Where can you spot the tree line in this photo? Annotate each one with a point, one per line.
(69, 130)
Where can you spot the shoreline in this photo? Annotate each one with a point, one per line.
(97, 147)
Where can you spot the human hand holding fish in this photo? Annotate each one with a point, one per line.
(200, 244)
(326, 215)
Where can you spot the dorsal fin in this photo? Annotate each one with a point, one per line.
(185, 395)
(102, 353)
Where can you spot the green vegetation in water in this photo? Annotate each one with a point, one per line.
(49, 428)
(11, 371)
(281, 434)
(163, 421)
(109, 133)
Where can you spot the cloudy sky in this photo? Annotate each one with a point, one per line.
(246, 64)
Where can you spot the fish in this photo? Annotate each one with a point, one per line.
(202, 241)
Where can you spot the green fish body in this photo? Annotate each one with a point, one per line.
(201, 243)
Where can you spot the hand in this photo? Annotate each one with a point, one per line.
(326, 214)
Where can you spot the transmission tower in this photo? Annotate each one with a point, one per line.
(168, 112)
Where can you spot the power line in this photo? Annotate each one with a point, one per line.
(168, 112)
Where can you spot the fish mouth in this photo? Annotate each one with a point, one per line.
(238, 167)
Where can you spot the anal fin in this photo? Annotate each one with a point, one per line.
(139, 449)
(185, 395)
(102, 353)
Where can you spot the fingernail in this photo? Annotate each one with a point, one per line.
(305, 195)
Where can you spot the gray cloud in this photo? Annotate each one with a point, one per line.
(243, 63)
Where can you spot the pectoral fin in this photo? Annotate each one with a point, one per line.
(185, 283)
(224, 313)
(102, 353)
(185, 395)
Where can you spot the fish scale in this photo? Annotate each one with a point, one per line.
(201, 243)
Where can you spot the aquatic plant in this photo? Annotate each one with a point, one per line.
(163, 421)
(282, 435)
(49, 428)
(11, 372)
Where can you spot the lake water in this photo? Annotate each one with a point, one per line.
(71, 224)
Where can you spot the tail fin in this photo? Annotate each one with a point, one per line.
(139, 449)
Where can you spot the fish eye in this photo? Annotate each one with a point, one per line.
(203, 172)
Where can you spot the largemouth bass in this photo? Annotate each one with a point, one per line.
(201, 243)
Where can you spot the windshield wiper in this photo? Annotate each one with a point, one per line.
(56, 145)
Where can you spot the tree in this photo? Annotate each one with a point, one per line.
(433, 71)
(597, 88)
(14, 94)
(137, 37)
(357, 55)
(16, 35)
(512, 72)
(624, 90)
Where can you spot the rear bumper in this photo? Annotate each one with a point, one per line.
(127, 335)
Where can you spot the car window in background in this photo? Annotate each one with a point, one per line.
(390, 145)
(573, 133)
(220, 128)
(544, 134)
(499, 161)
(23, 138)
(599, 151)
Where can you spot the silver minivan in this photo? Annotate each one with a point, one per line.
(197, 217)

━━━

Find the line containing "Where can you spot the windshield", then output it and every line after it to the end of the data, exactly.

Where can you spot the windshield wiper in this photo? Annotate each one with a point, one per line.
(56, 145)
Where can you spot the tree in this photo? Annotate each one with a point, one per line.
(433, 71)
(597, 88)
(14, 94)
(137, 37)
(357, 55)
(16, 35)
(512, 72)
(624, 90)
Where can you spot the rear bumper in this photo? Annotate each one with a point, one per line.
(127, 335)
Where can you spot the car window in background in this photo? Annotate each one with a point, one per line.
(390, 145)
(573, 133)
(220, 128)
(544, 134)
(499, 161)
(23, 138)
(599, 151)
Where can you spot the silver minivan in this photo? Annotate each one with a point, one per line.
(197, 217)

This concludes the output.